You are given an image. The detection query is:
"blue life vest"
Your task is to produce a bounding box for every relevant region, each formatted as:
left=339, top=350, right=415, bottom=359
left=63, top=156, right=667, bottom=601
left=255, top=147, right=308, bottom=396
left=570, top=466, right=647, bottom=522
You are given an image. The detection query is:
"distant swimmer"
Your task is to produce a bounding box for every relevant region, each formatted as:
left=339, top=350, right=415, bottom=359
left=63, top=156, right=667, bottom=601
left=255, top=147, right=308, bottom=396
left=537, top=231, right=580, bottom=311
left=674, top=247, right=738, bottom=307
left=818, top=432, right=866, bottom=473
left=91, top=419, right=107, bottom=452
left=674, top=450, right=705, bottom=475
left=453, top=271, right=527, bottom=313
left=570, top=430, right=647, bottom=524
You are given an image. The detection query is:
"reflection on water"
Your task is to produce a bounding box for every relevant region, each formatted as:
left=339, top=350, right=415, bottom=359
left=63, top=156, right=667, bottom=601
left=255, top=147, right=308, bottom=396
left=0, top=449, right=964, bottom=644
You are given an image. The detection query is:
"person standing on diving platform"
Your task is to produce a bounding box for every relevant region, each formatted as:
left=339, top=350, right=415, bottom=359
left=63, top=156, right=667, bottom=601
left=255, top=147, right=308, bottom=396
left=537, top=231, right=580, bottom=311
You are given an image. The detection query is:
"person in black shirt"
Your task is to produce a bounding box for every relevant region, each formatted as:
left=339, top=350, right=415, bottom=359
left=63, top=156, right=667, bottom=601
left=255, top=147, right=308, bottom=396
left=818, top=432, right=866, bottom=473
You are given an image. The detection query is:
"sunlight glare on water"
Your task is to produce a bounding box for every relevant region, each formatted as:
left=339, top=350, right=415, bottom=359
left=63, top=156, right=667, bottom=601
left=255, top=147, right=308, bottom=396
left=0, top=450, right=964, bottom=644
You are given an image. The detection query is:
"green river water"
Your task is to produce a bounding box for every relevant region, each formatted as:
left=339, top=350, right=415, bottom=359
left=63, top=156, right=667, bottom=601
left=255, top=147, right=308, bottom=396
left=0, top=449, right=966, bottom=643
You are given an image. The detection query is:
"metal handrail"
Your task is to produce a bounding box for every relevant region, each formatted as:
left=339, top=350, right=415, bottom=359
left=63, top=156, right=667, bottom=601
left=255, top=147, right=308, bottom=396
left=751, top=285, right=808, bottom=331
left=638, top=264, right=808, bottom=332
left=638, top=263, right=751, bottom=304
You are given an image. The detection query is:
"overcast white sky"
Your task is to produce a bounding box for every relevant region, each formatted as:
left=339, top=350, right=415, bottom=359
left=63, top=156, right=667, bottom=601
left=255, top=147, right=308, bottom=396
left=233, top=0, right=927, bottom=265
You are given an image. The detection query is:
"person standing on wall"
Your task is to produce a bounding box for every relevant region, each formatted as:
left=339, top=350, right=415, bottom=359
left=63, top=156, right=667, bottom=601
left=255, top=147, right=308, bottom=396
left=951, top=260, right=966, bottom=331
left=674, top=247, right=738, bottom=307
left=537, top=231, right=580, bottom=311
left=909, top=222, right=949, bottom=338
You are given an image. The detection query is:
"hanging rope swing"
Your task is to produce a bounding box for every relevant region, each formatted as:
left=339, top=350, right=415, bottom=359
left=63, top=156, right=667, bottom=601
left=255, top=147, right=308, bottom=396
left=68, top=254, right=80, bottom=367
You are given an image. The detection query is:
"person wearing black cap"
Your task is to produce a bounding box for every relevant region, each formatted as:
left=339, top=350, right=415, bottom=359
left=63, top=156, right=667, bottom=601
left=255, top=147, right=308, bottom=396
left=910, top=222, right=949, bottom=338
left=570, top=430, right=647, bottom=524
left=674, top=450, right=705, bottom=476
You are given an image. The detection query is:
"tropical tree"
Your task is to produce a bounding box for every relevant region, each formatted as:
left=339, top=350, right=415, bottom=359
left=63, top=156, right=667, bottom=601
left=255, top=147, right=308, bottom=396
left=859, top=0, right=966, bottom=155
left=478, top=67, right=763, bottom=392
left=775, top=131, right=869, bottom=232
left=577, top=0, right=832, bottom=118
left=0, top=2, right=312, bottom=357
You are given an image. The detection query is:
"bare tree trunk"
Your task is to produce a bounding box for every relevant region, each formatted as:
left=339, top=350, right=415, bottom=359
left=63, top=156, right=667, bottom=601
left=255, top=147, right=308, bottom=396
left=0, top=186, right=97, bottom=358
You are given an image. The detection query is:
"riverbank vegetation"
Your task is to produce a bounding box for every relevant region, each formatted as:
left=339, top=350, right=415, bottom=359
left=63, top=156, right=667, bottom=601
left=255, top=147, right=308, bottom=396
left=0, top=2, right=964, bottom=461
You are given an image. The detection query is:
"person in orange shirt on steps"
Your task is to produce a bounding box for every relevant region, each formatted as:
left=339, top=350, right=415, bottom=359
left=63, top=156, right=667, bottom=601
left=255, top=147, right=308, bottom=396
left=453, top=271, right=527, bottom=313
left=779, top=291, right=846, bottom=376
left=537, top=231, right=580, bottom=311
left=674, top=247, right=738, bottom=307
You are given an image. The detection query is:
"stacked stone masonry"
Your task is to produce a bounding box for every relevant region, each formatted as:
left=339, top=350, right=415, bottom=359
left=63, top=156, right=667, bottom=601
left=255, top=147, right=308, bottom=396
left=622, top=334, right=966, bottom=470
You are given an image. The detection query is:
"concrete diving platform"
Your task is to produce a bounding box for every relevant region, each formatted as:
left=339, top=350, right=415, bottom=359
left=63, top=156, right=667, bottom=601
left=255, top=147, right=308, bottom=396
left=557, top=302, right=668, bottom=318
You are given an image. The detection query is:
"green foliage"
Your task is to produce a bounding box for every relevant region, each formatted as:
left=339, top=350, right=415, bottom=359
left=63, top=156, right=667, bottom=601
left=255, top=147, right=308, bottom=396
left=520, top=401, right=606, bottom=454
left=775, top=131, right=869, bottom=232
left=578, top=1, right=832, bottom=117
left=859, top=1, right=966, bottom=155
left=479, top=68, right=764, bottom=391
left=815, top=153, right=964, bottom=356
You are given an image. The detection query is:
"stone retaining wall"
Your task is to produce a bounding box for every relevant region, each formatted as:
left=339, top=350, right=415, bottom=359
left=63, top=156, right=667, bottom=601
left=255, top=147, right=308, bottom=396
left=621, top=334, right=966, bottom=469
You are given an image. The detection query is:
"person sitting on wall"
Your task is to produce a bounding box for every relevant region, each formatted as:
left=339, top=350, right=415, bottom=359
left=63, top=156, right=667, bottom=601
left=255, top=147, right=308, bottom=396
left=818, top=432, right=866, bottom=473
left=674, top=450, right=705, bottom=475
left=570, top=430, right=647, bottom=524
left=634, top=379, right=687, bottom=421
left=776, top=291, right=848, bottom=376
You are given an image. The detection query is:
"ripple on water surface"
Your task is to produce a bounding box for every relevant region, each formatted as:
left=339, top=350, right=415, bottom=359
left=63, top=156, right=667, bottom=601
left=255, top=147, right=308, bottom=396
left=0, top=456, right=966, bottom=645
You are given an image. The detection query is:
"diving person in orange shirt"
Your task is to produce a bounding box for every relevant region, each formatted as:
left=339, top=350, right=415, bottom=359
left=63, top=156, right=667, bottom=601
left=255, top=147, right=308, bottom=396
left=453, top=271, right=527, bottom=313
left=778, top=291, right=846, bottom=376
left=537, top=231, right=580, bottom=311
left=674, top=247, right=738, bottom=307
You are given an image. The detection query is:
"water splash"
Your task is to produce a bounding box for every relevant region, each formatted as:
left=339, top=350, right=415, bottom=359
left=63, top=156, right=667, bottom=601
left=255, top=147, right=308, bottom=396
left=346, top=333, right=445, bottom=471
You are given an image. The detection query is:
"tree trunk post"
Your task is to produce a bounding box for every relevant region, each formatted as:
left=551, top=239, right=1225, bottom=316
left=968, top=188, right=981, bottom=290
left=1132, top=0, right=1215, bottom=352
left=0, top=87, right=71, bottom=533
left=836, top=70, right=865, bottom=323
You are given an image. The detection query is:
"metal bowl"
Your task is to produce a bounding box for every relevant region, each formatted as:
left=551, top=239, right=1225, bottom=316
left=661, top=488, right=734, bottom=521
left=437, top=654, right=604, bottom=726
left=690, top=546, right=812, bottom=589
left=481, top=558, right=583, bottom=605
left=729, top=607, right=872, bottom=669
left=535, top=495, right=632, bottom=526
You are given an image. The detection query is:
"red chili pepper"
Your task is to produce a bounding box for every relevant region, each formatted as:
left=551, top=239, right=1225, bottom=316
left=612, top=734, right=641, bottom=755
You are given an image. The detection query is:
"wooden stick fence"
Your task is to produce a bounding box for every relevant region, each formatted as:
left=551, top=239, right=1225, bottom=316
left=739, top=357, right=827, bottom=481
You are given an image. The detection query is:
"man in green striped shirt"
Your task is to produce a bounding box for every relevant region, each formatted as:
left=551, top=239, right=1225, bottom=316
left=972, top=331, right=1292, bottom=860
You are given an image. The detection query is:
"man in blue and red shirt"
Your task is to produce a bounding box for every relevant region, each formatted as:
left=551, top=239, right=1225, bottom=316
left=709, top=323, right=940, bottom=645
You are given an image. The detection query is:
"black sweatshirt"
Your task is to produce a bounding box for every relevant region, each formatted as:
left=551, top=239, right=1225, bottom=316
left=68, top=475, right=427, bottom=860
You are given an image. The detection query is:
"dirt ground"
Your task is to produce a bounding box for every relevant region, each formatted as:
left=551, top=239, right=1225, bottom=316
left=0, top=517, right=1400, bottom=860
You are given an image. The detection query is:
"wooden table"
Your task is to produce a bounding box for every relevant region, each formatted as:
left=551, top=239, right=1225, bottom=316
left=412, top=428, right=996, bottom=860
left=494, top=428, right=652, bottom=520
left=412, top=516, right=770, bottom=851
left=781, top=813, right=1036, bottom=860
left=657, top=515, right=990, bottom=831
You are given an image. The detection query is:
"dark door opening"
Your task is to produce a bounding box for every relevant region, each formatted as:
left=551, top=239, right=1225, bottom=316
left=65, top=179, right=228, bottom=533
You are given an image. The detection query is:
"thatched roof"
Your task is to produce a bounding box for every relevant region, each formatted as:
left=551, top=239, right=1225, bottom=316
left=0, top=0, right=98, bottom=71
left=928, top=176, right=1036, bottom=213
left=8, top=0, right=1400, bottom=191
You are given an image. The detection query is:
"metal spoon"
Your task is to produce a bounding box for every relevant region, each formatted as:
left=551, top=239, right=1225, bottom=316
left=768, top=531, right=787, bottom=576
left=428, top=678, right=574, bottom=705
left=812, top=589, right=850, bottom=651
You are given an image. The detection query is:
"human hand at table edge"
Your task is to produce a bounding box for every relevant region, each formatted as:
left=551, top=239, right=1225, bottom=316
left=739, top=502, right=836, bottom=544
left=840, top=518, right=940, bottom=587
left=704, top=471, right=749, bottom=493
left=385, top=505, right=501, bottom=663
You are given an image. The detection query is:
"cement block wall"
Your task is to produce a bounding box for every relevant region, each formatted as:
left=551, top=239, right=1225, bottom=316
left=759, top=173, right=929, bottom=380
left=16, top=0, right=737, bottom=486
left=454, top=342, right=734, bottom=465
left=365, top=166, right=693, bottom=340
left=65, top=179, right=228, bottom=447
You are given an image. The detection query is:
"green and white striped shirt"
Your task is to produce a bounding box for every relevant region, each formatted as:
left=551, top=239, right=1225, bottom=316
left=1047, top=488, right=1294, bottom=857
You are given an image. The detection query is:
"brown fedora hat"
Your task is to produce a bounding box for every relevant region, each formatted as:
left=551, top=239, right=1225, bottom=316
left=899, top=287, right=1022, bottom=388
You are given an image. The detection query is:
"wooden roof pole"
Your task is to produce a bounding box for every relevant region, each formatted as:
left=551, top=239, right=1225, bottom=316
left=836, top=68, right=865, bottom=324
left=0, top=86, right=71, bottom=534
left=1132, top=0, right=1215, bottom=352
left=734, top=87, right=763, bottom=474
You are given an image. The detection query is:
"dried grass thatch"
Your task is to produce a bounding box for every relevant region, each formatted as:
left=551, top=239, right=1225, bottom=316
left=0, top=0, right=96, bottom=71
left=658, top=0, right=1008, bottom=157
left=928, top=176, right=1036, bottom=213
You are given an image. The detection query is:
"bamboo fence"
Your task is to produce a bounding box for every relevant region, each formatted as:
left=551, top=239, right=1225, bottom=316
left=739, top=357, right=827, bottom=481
━━━━━━━━━━━━━━━━━━━━
■ **WHAT THIS TASK INVOLVES**
Reproduce the stretch from the start of the rows through the line containing "left=570, top=466, right=647, bottom=522", both ends included, without changing anything.

■ **OUTPUT**
You are given an image. The detection query is:
"blue life vest"
Your task is to produce a bounding box for every relevant region, each formatted as:
left=339, top=350, right=415, bottom=359
left=63, top=156, right=667, bottom=601
left=255, top=147, right=308, bottom=396
left=570, top=466, right=647, bottom=522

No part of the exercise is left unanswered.